● **WHAT YOU ARE ASKED TO DO**: Locate every line in the records below that contains the string "support", and copy each such line in full.
• • • • •
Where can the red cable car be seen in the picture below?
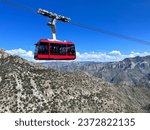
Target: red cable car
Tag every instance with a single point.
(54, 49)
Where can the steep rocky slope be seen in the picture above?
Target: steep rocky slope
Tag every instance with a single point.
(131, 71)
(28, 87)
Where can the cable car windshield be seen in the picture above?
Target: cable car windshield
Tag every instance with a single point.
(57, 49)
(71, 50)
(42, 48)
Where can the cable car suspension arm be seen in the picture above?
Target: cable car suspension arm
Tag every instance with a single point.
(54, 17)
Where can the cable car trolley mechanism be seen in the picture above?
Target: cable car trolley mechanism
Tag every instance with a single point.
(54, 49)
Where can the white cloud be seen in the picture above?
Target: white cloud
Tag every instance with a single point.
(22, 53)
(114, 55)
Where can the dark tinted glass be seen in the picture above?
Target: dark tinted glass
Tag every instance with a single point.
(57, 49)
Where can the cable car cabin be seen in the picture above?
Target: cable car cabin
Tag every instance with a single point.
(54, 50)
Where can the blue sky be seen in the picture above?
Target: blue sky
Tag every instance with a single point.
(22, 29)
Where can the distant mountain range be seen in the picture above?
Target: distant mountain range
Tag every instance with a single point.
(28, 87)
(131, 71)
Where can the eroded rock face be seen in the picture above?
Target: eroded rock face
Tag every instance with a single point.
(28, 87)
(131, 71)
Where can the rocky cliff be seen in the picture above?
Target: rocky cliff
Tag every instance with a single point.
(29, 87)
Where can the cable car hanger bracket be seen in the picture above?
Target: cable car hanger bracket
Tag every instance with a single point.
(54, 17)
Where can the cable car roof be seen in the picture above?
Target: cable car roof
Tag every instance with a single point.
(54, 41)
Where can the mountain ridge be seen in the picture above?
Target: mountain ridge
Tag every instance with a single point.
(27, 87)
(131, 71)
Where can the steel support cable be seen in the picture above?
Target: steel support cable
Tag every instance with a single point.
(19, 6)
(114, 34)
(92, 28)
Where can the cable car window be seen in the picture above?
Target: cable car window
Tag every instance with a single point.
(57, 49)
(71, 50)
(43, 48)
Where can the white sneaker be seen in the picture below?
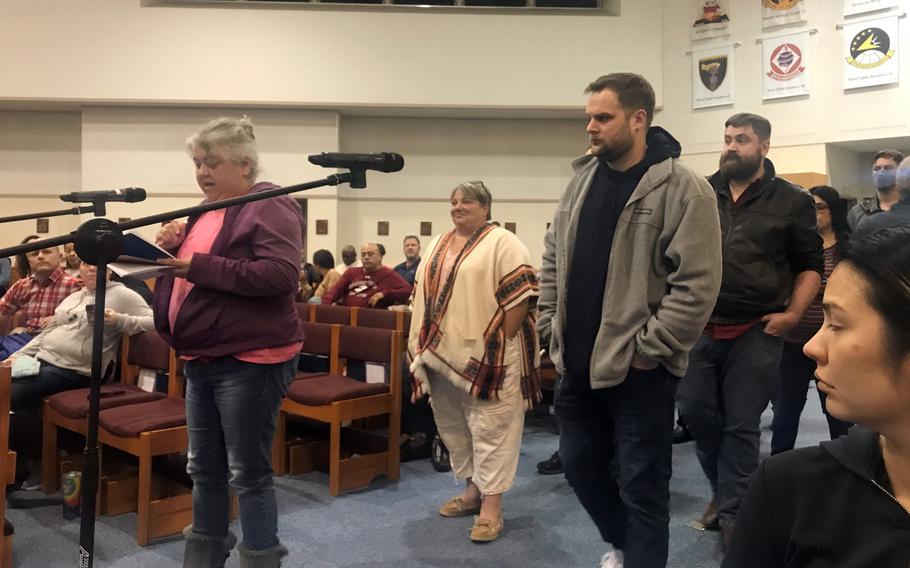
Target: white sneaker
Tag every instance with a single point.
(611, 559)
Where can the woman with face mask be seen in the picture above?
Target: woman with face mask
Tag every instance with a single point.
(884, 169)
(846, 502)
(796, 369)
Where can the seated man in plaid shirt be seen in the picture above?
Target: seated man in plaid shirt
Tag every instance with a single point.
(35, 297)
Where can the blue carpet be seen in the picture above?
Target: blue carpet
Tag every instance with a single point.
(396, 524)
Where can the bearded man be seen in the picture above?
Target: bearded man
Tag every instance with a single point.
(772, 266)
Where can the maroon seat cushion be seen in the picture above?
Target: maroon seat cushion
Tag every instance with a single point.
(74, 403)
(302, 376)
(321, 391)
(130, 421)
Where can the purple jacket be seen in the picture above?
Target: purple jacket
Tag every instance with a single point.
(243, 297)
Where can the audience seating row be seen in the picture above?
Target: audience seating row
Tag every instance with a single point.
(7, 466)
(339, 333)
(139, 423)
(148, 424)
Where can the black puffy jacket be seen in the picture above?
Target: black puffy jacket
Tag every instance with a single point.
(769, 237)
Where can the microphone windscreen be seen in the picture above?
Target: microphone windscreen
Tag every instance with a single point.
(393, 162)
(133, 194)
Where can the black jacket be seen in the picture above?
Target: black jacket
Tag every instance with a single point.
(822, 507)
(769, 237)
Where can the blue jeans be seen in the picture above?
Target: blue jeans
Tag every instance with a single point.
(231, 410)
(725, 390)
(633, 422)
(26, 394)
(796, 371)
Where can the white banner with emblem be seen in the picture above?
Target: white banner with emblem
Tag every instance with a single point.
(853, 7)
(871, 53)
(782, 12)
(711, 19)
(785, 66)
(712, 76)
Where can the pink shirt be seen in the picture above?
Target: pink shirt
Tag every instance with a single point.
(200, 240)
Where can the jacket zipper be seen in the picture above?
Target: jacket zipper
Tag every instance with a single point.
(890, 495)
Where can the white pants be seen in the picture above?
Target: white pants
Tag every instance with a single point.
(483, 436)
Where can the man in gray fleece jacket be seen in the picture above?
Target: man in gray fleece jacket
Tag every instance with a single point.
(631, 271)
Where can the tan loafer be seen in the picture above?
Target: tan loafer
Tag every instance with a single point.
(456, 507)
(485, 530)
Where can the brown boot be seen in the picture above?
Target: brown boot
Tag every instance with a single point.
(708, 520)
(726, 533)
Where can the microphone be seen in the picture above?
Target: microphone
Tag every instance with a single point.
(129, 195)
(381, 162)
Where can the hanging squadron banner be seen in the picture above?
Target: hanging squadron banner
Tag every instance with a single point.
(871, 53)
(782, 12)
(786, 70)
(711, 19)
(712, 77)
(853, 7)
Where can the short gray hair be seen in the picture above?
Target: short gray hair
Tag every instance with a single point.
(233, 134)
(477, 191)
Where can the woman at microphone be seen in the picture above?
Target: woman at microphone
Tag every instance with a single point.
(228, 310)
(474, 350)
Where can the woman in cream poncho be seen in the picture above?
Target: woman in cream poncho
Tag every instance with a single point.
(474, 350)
• • • • •
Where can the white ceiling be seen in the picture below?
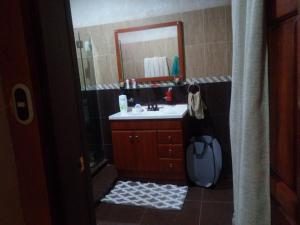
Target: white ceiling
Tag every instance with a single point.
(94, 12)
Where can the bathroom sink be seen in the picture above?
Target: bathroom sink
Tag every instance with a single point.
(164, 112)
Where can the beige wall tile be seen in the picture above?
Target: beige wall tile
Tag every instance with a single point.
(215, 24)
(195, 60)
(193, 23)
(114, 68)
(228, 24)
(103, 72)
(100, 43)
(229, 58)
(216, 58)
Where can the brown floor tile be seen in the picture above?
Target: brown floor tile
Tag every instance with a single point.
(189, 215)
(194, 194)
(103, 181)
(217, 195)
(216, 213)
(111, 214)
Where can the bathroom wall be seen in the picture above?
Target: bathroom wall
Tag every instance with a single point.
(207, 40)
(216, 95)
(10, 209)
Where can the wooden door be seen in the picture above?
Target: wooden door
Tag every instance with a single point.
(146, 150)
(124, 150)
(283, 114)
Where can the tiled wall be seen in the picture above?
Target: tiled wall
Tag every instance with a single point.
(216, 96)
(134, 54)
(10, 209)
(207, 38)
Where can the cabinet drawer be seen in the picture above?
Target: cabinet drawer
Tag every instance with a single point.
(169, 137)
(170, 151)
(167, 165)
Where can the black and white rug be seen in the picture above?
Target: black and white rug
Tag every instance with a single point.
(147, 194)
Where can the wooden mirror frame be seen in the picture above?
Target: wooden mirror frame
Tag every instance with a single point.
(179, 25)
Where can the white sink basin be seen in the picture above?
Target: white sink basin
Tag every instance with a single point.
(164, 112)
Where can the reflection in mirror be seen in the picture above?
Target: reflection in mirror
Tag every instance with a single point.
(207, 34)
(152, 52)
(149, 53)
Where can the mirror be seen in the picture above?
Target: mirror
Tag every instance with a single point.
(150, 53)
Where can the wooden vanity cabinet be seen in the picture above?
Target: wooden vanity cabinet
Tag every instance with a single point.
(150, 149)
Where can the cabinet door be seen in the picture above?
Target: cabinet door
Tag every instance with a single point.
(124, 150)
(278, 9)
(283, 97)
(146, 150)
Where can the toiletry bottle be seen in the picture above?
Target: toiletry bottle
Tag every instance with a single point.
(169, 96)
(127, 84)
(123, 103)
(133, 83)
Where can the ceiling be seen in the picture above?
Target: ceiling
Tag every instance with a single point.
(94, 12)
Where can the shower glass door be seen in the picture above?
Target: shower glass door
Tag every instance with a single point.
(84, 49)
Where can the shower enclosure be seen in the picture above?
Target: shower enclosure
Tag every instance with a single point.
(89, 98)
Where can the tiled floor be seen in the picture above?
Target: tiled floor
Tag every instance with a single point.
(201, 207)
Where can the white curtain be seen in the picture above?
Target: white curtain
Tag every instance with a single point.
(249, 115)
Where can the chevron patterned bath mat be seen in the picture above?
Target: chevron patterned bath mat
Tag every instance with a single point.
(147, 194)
• • • • •
● **RIGHT ANSWER**:
Where can the steel support cable be seen in the picture above?
Target: steel support cable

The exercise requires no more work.